PROMPT: Output each record exactly, with nothing omitted.

Natural-language object grounding data:
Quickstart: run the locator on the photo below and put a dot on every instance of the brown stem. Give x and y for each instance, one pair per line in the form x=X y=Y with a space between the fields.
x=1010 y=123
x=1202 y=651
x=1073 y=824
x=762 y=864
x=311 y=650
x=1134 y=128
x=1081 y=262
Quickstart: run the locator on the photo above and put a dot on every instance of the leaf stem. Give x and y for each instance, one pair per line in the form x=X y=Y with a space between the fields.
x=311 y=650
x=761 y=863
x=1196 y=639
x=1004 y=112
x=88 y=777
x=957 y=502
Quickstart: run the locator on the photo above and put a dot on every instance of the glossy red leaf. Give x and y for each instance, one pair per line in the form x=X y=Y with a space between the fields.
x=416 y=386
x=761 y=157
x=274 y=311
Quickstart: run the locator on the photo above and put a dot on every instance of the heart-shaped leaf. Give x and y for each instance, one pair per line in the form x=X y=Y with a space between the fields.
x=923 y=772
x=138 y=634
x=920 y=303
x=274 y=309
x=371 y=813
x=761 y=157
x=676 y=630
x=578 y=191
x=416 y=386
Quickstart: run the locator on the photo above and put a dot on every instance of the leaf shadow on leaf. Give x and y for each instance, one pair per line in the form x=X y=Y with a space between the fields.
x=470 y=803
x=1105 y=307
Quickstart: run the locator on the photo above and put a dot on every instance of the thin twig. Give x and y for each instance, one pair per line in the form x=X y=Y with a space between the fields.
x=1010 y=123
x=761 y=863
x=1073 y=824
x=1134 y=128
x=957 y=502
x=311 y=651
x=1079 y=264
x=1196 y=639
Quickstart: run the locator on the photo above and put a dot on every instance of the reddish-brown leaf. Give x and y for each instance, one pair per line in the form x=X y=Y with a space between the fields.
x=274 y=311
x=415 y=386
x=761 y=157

WRITTEN RESPONSE:
Quickstart: run the locator on the photo below and put a dot on every instance of the brown stem. Give x and y for each instance, one pair per line in the form x=X y=Y with a space between the fields.
x=1010 y=123
x=1202 y=651
x=1073 y=824
x=762 y=864
x=311 y=650
x=1134 y=128
x=1081 y=262
Quickstart: run the locator on the photo above and put a dot on every instance of the leaf stem. Give x and y for each instance, one pair per line in the form x=X y=Y with a space between the fields.
x=311 y=650
x=761 y=863
x=1196 y=639
x=1004 y=112
x=88 y=777
x=957 y=502
Quickstart: run the locator on the photo above and put a dot on every instance of the glossy red leaf. Give x and y for each instance, one pair per line in the form x=X y=Y with a space between the fields.
x=416 y=386
x=761 y=157
x=274 y=311
Quickstart: run the locator on the photo above and put a dot on every instance of the heart-shaped leaf. Give x and y for each instance, one pair per line in the form x=X y=Y with a space between the fields.
x=923 y=772
x=138 y=634
x=920 y=303
x=274 y=309
x=371 y=813
x=761 y=157
x=676 y=630
x=578 y=191
x=416 y=386
Quickstart: run the locator on the photo above and put a dot on every instance of the leaf shadow on leaf. Give x and y for each instance, one pair per line in the form x=X y=Y with a space between the fields.
x=470 y=803
x=1105 y=307
Quickstart: run the locator on the photo above and put a dot on every instance of the thin twig. Give x and y for each instance, one pair per line in the form x=X y=Y with a space between the fields.
x=1010 y=123
x=761 y=863
x=1073 y=824
x=1134 y=128
x=957 y=502
x=311 y=651
x=1079 y=264
x=1196 y=639
Quickstart: run the locator on the photo above and put a dot on every instance of the reddish-brown leaf. Give x and y for each instance, one pair per line in the form x=X y=Y with a space between the fields.
x=274 y=311
x=415 y=386
x=761 y=157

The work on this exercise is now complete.